» **EXERCISE INSTRUCTIONS**: Copy out the lines of the material below word for word, from the line holding "of the blue" through the end of the material, inclusive.

Dataset entries
□ □ □ □ □ □ □

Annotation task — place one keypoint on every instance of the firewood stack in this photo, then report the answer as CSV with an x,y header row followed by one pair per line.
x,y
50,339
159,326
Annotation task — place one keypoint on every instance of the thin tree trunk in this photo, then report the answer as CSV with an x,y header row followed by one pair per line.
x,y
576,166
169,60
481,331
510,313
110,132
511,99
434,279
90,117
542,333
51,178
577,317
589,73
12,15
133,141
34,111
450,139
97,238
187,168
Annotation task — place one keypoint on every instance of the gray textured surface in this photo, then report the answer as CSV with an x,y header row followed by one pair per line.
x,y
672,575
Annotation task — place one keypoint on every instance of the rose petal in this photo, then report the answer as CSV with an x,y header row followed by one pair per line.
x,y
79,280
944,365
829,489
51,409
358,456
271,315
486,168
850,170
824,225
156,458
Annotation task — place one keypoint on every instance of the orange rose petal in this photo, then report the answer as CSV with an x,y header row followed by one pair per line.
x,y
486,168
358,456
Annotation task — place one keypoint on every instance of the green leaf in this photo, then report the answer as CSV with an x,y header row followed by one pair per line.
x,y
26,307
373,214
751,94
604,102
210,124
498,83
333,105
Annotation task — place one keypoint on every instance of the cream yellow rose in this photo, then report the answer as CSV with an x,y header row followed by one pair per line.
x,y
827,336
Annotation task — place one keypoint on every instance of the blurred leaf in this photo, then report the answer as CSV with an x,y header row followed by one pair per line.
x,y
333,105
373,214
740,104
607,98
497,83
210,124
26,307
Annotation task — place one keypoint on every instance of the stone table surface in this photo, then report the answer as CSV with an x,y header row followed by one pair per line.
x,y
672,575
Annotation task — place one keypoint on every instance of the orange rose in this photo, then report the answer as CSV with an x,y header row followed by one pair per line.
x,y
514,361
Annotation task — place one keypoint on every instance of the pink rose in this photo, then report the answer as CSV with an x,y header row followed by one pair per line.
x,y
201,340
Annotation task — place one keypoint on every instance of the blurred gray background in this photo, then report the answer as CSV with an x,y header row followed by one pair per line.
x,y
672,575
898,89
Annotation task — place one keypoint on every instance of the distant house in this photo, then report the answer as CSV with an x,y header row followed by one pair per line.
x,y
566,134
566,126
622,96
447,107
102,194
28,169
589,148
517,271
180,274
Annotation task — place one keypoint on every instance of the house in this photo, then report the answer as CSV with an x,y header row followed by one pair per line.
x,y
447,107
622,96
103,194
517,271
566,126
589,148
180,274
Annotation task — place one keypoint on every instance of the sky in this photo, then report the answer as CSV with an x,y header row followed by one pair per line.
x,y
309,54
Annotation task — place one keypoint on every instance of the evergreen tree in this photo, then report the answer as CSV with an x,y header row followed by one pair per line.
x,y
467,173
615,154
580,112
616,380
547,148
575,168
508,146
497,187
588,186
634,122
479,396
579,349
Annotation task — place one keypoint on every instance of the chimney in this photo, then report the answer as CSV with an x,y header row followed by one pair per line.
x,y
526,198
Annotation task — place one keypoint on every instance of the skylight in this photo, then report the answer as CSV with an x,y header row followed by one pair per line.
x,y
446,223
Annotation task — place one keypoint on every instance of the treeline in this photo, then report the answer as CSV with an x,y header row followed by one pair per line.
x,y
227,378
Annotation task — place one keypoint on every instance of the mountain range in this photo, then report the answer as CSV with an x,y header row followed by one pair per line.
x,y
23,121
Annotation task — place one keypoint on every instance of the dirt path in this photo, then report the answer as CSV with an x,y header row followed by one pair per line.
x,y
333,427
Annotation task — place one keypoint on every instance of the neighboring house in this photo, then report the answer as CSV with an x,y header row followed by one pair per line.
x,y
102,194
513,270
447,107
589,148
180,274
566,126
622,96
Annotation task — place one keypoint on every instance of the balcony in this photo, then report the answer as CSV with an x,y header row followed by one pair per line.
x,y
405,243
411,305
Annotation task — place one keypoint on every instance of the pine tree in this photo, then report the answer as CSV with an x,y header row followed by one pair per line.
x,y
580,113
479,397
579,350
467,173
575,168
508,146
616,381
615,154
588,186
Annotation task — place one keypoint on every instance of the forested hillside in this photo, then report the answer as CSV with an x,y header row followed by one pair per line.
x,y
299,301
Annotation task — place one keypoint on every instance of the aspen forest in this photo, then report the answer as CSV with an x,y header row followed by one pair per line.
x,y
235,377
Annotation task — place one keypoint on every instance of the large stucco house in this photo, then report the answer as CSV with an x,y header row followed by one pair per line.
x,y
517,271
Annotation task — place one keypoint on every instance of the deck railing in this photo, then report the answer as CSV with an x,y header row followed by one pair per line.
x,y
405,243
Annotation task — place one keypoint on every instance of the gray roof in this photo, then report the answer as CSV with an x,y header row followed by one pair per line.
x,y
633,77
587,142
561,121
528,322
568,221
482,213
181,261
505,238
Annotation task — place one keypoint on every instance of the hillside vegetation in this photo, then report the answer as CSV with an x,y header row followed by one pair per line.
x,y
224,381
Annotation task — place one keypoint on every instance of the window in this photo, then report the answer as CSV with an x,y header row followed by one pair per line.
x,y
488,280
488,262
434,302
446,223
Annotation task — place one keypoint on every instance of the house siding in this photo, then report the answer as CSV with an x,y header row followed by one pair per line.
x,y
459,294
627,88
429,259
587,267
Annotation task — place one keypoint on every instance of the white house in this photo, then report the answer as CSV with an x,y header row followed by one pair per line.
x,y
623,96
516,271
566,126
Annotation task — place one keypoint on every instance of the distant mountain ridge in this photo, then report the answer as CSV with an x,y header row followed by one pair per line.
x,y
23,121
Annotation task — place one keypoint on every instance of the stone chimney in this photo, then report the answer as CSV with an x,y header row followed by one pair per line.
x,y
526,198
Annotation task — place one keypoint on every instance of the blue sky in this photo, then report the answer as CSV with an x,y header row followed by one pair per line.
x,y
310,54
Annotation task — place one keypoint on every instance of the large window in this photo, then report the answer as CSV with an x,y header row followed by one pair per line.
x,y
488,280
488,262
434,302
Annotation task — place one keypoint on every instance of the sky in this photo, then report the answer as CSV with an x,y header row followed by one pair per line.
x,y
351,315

□ □ □ □ □ □ □

» **EXERCISE RESPONSE**:
Annotation task — place one keypoint on every instance of the blue sky in this photo, then report the answer as CSV with an x,y header row followed by one pair per line.
x,y
310,54
Annotation task — place one keypoint on every instance of the large window in this photo, then report the answer as CSV with an x,y header row followed by one pair per line.
x,y
488,280
488,262
434,302
Annotation task — place one keypoint on every instance of the sky in this photo, then report the answer as CSV with an x,y header row followed by one pair per line.
x,y
351,315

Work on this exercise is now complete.